# Windows Installer Dienst



## NBOne (22. Juni 2004)

Hallo,

ich habe ein Problem mit dem Windows installer Dienst:

Ich wollte eine Anwendung installieren, da kam die Fehlermeldung, der Windows Installer Dienst konnte nicht gestartet werden. Daraufhin habe ich nach eine Microsoft Anleitung den Dienst deregistriert, die Dateien umbenannt, und wollte dann den Windows Installer von der Microsoft Homepage installieren. Die Installation ging allerdings nicht. Fehlermeldung: Der Dienst ist schon vorhanden (). 
Ich bin jetzt schon einbisschen am verzweifeln, ich habe dann mal net start msiserver eingegeben, und bekomme die Fehlermeldung: Systemfehler 5, Kein Zugriff. Ich besitze auf meinem Rechner aber Administratorrechte. 

Hat jemand eine Idee für die Lösung dieses Problems?

Danke,

NBOne


----------



## wiechen (23. Juni 2004)

Hallo 
Ich hatte vor kurzer Zeit das gleiche Problem, bin dann  auf der Seite "Microsoft Knowledge Base article - 315346" gelandet. Dort wird ganz genau die Vorgangsweise beschrieben, wie man das Problem handhaben kann.

http://support.microsoft.com/?kbid=315346

Wiechen


----------



## NBOne (28. Juni 2004)

*Hmm*

Das ist ja genau die Seite nach der ich versucht habe den Dienst neu zu installieren. Nachdem ich aber die Schritte zum deinstallieren ausgeführt hatte und versucht habe den Dienst mit der Datei aus dem microsoft Download center neu zu installieren, kommt die Fehlermeldung, der Dienst sei schon vorhanden. Hat jemand noch eine Idee was man da machen könnte?

---------------

■ Aufgabenstellung ■
Welche Fehlermeldung erschien laut dem Seitentext nach der Eingabe von net start msiserver?

■ Bereitgestelltes Material ■
---------------

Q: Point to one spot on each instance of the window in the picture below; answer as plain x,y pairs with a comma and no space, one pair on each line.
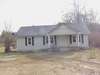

---------------

■ Schriftliche Lösung ■
Die Fehlermeldung lautete: Systemfehler 5, Kein Zugriff.